## Podany tekst
Produkty modne w 2019 roku

Określenie „idealny dywan” jest bardzo wieloznaczne i dla każdego może oznaczać coś innego. W przypadku sypialni szczególnego znaczenia nabiera miękkość wybranego modelu, która sprawia, że nawet pierwsze kroki, stawiane bosymi stopami o poranku, będą przyjemne. Nie bez znaczenia pozostaje też aspekt wizualny – dywan powinien prezentować się stylowo i stanowić ozdobę wnętrza.

Rok 2019 nie przyniesie większych rewolucji w wyglądzie dywanów wykorzystywanych w sypialniach. Podobnie jak w minionych latach, królować będą modele o „ciepłych” i stonowanych barwach, pozbawione wyrazistych wzorów i jaskrawych akcentów, utrzymane w odcieniach bieli, ecru czy beżu. Absolutnym hitem tego sezonu będą też – podobnie jak w minionym roku – pudrowe róże i szarości. Dzięki jednolitej kolorystyce wprowadzą one przyjemną atmosferę do pomieszczenia, a sam dywan nie będzie rozpraszał uwagi domowników i zakłócał chwil relaksu. Warto przy tym podkreślić, że kolor dywanu ma znaczenie również w kontekście aranżacji całej przestrzeni. Modele ciemniejsze, w odcieniach czekolady, grafitu czy granatu, dodadzą sypialni przytulności i wprowadzą bardziej intymny klimat. Dywany utrzymane w jasnej tonacji pomogą z kolei optycznie powiększyć pomieszczenie, co jest szczególnie ważne dla właścicieli niewielkich mieszkań.

## Część zbioru danych
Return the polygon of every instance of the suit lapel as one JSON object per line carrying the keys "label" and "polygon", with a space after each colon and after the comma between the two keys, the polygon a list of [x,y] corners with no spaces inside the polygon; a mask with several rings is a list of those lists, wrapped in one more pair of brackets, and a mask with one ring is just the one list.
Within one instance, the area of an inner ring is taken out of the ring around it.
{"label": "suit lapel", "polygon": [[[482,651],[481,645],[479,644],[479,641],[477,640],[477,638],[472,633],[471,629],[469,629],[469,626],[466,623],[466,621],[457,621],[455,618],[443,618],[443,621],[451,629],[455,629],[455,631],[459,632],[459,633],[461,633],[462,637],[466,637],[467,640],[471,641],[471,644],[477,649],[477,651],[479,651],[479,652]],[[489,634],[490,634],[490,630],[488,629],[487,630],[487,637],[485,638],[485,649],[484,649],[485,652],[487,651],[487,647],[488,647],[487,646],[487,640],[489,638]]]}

## Zadanie do wykonania
Wyjaśnij w jednym do trzech zdań, dlaczego według podanego tekstu dywany w jasnej tonacji są szczególnie ważne dla właścicieli niewielkich mieszkań.

## Wynik zadania
Dywany w jasnej tonacji pomagają optycznie powiększyć pomieszczenie. Dlatego mają szczególne znaczenie dla osób, które mieszkają w niewielkich mieszkaniach.